Es aquí donde se introducen las clases y se manifiesta un antagonismo entre ellas, porque proletario y capitalista tienen intereses contrapuestos: uno busca aumentar o mantener el valor de su fuerza de trabajo y el otro reducirla o evitar que no aumente. En aspectos más generales, el capitalista buscará imponer el poder de mando sobre la fuerza de trabajo, poder de mando que no solo se dará en la esfera productiva, sino también en esferas como la cultura y la política; todo esto, mientras el proletario no tiene otra alternativa que vender su fuerza de trabajo para sobrevivir y, en la medida en que trabaja, aumentar el poder del Capital sobre el Trabajo. Esta es la lucha de clases que queda inscrita en el proceso mismo de acumulación capitalista.

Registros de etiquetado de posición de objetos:
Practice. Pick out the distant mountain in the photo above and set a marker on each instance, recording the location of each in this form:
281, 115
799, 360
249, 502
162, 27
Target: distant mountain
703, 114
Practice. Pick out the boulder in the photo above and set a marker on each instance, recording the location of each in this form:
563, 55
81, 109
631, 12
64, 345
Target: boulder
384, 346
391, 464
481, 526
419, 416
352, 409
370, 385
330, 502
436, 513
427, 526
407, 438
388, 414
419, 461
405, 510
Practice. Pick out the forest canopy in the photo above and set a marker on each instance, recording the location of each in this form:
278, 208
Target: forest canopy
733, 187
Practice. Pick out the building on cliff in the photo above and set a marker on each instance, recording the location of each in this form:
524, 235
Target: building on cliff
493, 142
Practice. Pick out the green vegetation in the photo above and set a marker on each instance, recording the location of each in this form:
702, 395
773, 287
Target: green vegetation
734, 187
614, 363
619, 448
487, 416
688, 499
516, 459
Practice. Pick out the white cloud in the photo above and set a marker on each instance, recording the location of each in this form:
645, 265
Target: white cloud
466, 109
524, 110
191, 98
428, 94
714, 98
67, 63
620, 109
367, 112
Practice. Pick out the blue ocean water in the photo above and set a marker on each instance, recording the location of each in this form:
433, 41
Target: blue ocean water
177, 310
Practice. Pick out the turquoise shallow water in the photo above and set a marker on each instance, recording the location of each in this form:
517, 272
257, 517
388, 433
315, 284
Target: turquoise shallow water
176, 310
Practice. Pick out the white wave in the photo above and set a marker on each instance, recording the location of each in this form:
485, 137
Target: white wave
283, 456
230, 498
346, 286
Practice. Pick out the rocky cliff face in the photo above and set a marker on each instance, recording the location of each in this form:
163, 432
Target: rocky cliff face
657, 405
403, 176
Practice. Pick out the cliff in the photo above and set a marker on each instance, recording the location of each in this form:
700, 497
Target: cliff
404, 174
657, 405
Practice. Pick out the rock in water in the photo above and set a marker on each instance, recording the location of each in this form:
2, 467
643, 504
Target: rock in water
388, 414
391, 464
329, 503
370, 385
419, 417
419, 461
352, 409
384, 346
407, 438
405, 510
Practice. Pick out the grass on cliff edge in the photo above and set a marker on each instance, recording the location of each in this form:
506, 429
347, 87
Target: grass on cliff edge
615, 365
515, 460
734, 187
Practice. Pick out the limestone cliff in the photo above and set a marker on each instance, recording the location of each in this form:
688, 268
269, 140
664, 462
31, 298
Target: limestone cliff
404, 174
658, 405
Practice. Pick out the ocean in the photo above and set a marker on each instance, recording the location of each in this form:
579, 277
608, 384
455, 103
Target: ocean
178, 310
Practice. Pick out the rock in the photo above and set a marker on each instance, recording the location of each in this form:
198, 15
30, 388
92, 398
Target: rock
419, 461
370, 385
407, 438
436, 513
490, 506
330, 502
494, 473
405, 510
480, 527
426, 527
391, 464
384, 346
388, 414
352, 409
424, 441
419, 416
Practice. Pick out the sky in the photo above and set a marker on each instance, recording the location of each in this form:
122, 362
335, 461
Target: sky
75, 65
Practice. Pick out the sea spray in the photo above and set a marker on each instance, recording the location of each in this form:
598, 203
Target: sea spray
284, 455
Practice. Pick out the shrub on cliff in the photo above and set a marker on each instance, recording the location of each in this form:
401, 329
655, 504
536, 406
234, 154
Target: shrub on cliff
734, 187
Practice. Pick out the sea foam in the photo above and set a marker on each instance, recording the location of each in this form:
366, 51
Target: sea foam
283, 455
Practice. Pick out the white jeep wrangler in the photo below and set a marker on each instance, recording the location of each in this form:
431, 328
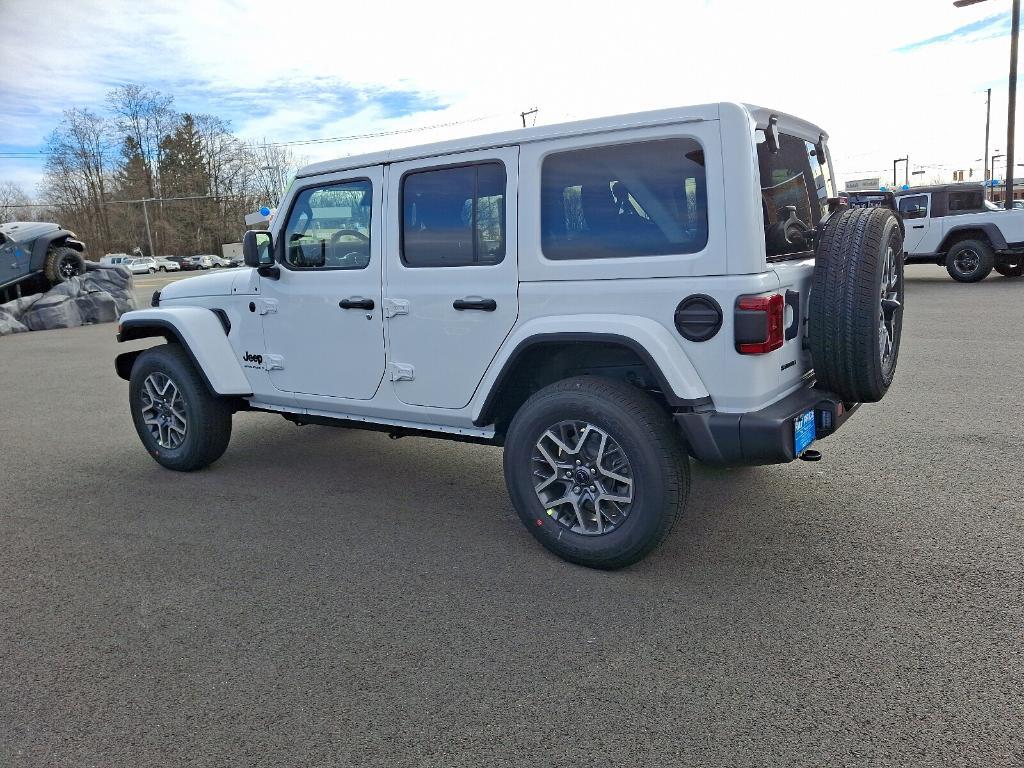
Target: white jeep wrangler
601, 298
954, 226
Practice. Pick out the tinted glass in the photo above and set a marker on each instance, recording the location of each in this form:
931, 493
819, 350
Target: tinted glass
329, 227
642, 199
795, 190
454, 216
972, 200
913, 207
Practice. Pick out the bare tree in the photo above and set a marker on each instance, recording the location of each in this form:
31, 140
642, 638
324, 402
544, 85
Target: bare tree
13, 203
79, 168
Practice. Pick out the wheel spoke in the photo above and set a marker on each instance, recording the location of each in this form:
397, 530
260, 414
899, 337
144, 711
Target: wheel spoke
582, 477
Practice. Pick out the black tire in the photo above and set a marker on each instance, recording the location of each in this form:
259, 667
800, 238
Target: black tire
208, 427
61, 263
658, 465
970, 261
857, 294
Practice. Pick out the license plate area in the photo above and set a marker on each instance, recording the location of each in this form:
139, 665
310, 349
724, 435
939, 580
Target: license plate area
803, 432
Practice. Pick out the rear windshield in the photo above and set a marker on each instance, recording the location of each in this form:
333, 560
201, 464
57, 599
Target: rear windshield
796, 185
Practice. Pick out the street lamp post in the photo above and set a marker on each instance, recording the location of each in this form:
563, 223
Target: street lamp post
1012, 103
906, 169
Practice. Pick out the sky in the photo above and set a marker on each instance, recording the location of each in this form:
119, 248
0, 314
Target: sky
885, 78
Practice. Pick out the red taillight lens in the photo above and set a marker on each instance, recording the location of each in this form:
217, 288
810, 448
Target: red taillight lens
773, 308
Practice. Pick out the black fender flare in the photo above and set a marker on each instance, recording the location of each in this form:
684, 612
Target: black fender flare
508, 369
43, 244
990, 229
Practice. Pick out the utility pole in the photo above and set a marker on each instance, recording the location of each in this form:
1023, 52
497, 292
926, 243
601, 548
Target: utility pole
148, 233
1012, 105
1012, 109
988, 117
906, 170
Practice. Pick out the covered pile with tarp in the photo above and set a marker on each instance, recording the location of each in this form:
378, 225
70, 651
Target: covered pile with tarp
98, 296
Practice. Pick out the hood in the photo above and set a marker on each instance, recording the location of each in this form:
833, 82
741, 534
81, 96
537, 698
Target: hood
218, 283
24, 231
215, 284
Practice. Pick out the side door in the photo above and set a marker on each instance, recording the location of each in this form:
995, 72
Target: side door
323, 327
11, 265
914, 210
452, 274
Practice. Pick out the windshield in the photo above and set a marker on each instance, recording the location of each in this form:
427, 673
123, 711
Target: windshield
796, 184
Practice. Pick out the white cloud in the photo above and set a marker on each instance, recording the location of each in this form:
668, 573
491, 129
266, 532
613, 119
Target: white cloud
835, 64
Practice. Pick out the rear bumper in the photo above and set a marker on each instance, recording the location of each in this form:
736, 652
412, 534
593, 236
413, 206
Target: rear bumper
764, 436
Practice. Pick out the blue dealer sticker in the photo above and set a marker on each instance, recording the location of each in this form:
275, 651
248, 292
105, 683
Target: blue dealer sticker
803, 431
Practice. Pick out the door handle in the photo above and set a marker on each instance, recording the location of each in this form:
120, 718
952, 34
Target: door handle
356, 303
484, 305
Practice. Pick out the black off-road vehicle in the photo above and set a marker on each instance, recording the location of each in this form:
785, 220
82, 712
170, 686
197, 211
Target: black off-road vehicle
35, 255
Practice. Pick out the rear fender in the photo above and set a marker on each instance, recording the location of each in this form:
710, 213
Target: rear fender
202, 335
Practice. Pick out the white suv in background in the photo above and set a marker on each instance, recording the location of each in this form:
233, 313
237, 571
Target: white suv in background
602, 298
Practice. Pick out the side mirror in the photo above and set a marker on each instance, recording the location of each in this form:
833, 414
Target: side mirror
257, 249
771, 135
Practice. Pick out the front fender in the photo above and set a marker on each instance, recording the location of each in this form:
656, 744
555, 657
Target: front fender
648, 338
202, 335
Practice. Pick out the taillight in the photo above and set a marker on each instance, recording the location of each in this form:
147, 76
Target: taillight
760, 324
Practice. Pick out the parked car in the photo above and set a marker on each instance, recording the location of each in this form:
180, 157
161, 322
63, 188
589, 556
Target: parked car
143, 265
601, 298
113, 259
167, 264
954, 225
35, 255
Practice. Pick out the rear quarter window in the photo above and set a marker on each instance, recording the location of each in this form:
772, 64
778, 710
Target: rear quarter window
629, 200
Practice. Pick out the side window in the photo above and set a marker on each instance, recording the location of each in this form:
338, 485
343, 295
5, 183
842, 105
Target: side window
965, 202
640, 199
329, 227
913, 206
454, 216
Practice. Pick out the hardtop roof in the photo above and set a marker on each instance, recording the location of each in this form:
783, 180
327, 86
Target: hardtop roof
525, 135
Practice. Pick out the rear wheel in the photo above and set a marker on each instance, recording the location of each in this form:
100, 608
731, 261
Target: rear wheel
595, 471
181, 424
856, 309
970, 261
62, 263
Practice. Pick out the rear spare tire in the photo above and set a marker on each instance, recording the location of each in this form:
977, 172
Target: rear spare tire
856, 305
61, 263
970, 261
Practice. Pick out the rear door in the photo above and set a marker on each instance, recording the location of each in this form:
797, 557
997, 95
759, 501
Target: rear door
914, 210
451, 272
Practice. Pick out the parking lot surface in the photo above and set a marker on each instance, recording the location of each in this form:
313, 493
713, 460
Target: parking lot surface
333, 597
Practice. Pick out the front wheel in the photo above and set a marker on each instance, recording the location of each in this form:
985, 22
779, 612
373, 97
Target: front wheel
595, 471
181, 424
970, 261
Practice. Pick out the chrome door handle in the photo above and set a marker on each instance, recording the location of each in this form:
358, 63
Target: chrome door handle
472, 302
356, 302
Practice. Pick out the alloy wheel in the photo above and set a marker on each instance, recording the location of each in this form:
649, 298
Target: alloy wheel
967, 261
583, 477
164, 411
889, 308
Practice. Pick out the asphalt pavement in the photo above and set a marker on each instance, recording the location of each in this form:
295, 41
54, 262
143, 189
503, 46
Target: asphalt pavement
326, 597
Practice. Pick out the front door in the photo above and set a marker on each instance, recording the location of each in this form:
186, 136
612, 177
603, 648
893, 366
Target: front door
10, 265
452, 276
914, 210
323, 326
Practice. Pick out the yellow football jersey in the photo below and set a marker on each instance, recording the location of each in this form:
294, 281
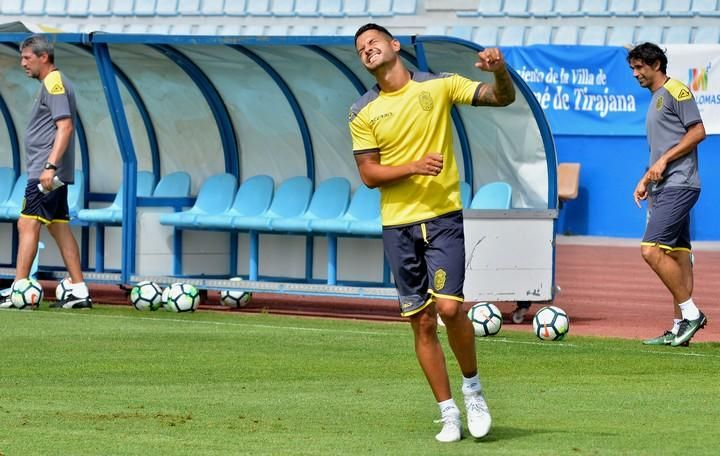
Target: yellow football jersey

**Enunciado de tarea**
Copie el pasaje del fragmento sobre la lucha de clases comprendido entre "Es aquí donde" y "de acumulación capitalista.", ambos incluidos, y sustituya "proletario" por "obrero" en cada aparición.

**Solución de tarea**
Es aquí donde se introducen las clases y se manifiesta un antagonismo entre ellas, porque obrero y capitalista tienen intereses contrapuestos: uno busca aumentar o mantener el valor de su fuerza de trabajo y el otro reducirla o evitar que no aumente. En aspectos más generales, el capitalista buscará imponer el poder de mando sobre la fuerza de trabajo, poder de mando que no solo se dará en la esfera productiva, sino también en esferas como la cultura y la política; todo esto, mientras el obrero no tiene otra alternativa que vender su fuerza de trabajo para sobrevivir y, en la medida en que trabaja, aumentar el poder del Capital sobre el Trabajo. Esta es la lucha de clases que queda inscrita en el proceso mismo de acumulación capitalista.